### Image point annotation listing
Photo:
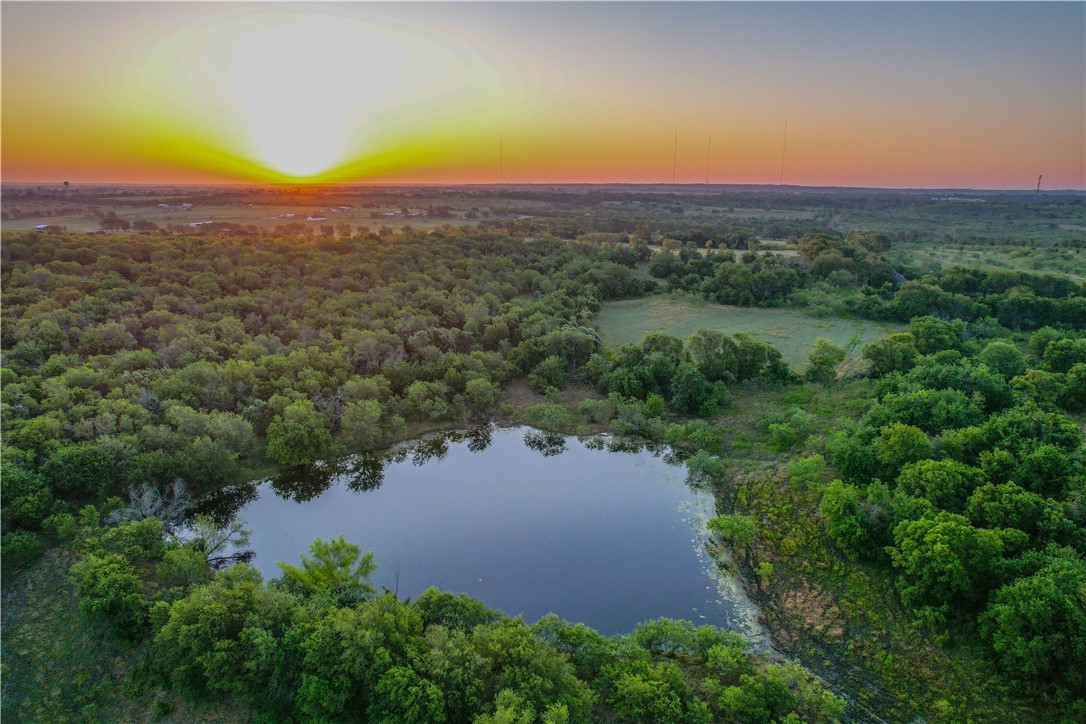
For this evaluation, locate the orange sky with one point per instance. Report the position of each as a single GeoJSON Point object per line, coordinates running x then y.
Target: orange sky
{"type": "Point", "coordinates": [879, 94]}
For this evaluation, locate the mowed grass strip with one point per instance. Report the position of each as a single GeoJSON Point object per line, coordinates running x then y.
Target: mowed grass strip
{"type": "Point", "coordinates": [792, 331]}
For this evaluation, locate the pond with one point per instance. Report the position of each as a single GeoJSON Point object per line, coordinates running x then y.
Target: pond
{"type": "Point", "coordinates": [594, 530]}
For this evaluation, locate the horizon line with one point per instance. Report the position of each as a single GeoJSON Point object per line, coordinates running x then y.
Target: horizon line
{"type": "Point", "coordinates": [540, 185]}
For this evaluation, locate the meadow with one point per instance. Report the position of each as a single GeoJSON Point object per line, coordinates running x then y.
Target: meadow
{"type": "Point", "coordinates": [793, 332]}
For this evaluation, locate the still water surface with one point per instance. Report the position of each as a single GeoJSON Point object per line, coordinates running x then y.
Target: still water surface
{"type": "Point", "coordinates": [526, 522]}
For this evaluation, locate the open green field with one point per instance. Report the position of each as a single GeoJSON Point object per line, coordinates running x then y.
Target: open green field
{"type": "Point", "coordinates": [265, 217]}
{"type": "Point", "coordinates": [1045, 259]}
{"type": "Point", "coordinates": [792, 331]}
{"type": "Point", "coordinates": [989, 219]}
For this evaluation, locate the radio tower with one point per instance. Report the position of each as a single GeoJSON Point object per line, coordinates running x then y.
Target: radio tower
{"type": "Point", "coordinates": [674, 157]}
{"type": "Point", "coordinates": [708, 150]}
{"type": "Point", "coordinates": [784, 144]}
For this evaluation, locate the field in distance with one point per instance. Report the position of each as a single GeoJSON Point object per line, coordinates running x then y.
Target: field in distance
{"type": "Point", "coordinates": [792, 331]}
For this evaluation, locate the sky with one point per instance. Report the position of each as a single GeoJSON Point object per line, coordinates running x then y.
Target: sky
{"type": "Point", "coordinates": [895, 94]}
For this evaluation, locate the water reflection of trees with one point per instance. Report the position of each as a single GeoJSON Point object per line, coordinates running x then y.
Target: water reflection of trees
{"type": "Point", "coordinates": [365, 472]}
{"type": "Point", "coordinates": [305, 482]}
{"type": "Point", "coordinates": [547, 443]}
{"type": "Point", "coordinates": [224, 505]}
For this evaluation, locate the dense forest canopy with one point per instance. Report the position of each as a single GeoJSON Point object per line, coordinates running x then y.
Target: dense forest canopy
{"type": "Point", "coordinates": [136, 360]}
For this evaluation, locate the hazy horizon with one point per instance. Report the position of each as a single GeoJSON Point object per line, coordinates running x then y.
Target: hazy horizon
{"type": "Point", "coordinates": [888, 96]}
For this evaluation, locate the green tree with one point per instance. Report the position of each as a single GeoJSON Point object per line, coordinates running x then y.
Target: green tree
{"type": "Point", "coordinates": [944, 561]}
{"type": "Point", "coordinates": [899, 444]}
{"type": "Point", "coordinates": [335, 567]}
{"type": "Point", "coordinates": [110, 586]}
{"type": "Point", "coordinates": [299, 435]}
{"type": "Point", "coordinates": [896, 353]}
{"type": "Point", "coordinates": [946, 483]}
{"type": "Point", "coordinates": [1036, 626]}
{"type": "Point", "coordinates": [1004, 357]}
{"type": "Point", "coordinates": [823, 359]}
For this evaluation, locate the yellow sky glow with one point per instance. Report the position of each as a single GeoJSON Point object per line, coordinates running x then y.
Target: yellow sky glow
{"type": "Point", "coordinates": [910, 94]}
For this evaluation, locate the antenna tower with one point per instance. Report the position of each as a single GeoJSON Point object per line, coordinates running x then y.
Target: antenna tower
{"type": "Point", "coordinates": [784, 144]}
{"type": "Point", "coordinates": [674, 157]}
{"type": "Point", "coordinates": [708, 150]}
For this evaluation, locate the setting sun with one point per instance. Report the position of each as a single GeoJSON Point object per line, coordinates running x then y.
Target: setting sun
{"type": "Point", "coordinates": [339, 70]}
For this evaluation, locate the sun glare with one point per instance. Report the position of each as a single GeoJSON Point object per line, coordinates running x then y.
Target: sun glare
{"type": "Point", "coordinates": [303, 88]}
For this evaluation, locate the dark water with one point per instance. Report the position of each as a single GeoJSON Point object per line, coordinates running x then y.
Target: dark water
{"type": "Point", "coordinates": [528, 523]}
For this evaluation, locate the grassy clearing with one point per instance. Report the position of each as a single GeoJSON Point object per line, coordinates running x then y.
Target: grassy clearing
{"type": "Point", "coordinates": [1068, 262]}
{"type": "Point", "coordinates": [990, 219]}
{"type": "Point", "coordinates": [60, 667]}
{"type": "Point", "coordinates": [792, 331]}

* * *

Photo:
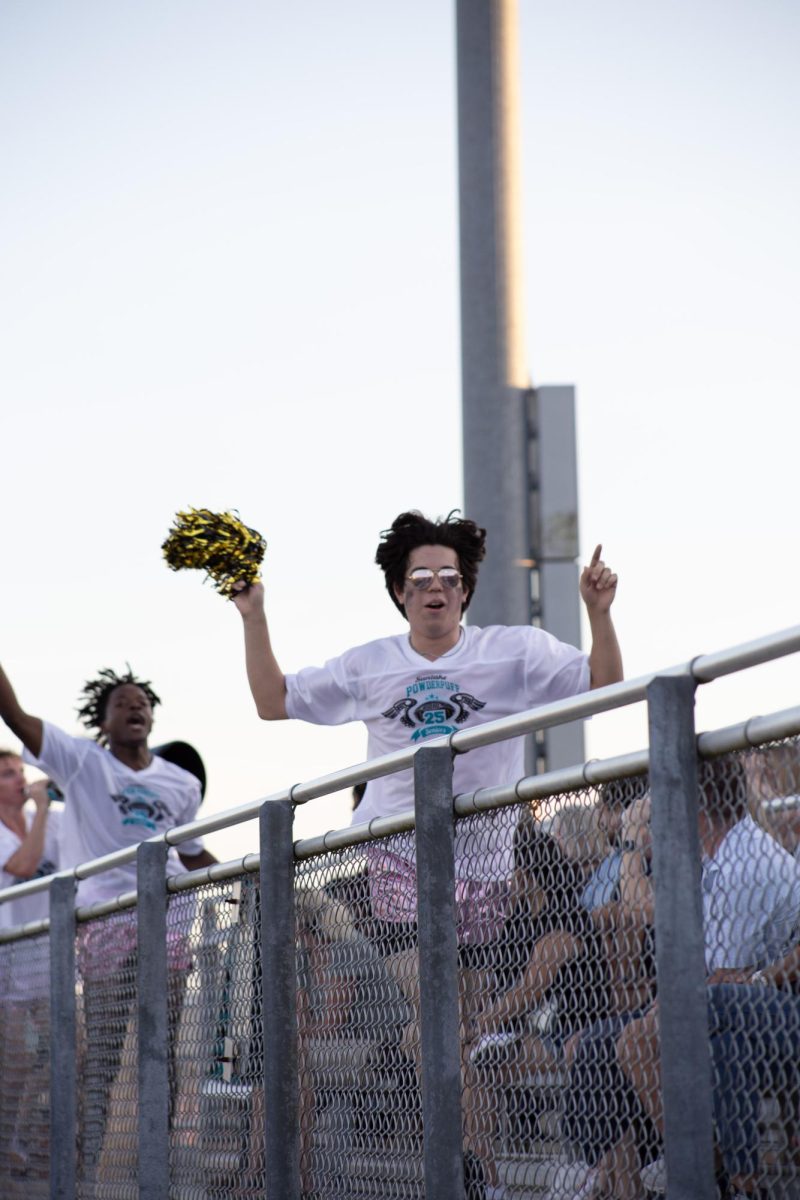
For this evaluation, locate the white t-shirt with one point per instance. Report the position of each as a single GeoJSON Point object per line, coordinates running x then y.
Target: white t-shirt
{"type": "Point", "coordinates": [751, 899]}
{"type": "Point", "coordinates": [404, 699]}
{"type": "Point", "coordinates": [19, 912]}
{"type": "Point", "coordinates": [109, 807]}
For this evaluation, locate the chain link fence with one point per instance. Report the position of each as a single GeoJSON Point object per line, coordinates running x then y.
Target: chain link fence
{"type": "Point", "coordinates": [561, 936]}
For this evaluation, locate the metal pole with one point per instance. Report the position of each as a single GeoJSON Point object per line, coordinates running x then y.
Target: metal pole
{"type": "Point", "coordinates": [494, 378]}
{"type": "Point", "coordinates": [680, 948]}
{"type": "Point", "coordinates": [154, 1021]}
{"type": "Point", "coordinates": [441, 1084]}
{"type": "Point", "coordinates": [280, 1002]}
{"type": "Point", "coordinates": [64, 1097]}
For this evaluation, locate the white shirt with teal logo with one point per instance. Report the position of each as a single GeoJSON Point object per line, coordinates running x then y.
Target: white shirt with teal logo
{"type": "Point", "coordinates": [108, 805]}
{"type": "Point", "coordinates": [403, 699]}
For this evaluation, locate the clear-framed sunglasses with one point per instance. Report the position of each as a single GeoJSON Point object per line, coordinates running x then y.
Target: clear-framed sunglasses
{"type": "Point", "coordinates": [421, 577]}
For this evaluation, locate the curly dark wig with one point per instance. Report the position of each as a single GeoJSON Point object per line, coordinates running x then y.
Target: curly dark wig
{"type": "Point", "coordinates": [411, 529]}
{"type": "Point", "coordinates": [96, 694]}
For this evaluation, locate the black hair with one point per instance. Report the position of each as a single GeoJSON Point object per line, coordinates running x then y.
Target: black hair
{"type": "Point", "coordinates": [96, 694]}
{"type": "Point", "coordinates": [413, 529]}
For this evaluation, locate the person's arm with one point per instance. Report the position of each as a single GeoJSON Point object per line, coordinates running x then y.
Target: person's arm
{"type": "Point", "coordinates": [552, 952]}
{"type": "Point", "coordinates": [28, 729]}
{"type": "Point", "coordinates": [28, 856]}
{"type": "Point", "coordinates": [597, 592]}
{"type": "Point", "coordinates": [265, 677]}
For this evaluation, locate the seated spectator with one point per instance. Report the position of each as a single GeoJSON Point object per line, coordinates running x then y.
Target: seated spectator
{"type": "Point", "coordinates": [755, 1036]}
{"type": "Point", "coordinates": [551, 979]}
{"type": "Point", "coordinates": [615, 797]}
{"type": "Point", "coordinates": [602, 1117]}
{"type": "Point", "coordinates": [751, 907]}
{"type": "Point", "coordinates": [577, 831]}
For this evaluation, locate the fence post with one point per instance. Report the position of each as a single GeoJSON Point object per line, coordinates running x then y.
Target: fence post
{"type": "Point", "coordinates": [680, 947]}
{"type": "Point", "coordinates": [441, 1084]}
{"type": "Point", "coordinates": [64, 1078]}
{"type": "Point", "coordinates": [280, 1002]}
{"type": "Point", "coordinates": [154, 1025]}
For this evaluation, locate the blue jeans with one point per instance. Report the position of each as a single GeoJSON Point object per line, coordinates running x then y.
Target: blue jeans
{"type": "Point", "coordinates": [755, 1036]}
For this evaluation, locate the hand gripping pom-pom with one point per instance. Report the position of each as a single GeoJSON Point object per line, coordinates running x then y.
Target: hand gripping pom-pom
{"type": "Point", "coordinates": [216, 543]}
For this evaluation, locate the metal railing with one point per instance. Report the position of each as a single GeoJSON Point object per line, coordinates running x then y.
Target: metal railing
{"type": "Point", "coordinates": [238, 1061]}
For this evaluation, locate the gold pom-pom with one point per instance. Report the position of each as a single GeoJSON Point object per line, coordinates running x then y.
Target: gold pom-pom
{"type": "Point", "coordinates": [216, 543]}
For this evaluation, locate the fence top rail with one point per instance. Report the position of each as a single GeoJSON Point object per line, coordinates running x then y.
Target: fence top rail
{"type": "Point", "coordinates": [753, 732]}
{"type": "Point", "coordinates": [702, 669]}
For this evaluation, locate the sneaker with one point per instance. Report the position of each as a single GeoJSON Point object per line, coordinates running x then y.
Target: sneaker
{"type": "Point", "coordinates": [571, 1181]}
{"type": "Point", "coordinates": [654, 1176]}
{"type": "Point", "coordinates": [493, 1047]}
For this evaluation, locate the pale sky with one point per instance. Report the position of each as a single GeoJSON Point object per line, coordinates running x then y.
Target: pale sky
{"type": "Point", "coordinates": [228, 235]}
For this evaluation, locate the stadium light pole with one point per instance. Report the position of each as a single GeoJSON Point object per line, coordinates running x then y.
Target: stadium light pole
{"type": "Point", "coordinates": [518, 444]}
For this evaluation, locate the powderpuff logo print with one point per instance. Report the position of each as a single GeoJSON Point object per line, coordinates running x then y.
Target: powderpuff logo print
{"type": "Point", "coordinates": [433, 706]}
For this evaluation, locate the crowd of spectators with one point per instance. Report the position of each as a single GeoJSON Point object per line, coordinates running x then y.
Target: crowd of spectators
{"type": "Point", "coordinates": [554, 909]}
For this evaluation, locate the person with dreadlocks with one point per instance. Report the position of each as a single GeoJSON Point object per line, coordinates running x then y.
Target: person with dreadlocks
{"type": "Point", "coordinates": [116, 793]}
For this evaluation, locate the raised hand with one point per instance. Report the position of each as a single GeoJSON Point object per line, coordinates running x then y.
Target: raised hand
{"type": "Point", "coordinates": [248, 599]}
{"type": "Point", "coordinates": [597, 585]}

### Instructions to follow
Pick out every line in the listing above that contains the word "radio" and copy each one.

### Answer for this exercise
For this evaluation, locate the radio tower with one point per instance. Report the position of each as a single GeoJSON Point object per line, coordinates running x then y.
Target: radio tower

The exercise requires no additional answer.